EXERCISE GOAL
The lines you need are those holding the word "output"; pull them from the material.

*** Block opens ***

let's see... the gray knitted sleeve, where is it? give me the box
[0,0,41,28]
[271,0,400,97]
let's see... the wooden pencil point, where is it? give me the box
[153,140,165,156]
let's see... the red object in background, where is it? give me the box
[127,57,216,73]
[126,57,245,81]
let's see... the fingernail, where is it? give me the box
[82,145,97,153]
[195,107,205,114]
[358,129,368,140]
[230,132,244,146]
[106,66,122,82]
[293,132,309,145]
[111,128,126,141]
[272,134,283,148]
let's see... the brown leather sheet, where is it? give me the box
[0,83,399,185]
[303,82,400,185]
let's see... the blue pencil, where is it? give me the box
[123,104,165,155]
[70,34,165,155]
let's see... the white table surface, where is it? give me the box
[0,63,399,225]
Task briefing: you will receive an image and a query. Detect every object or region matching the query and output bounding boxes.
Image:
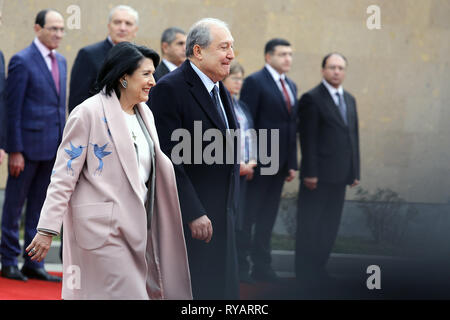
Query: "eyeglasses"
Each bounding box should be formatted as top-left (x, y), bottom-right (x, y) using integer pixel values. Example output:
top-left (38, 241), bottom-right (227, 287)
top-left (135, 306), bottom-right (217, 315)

*** Block closes ***

SOLUTION TO THE PROBLEM
Task briefing: you will receive an image and a query. Detect every object or region matching the query and output bounding boxes.
Each bounding box should be formatted as top-left (x, y), bottom-right (x, y) using integer pixel values. Example output:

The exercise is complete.